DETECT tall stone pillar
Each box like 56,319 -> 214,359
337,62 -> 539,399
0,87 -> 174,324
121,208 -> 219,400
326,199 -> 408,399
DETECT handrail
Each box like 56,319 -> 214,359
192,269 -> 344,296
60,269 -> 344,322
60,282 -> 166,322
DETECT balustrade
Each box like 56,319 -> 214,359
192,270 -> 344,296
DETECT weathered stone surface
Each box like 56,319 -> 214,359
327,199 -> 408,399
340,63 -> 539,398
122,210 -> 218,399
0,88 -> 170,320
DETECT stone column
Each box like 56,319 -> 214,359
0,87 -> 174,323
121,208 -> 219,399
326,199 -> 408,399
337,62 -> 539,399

EXERCISE DETAILS: Convert all the entries above into a single numbered list with one line per item, omitting any blank lines.

ANSWER:
1. DETECT tall stone pillar
2. Each box like 56,319 -> 214,359
3. 337,62 -> 539,399
4. 0,87 -> 174,324
5. 121,208 -> 219,400
6. 326,199 -> 408,399
7. DETECT handrail
8. Each box like 56,319 -> 214,359
9. 192,269 -> 344,296
10. 60,269 -> 344,322
11. 60,282 -> 166,322
12. DETECT balustrade
13. Each box like 56,319 -> 214,359
14. 192,270 -> 344,296
15. DETECT weathered stone surface
16. Each box like 56,319 -> 214,359
17. 327,199 -> 408,399
18. 340,63 -> 539,398
19. 122,210 -> 218,399
20. 0,88 -> 170,320
21. DETECT stone column
22. Each box like 56,319 -> 214,359
23. 0,87 -> 174,323
24. 121,208 -> 219,399
25. 326,199 -> 408,399
26. 337,62 -> 539,399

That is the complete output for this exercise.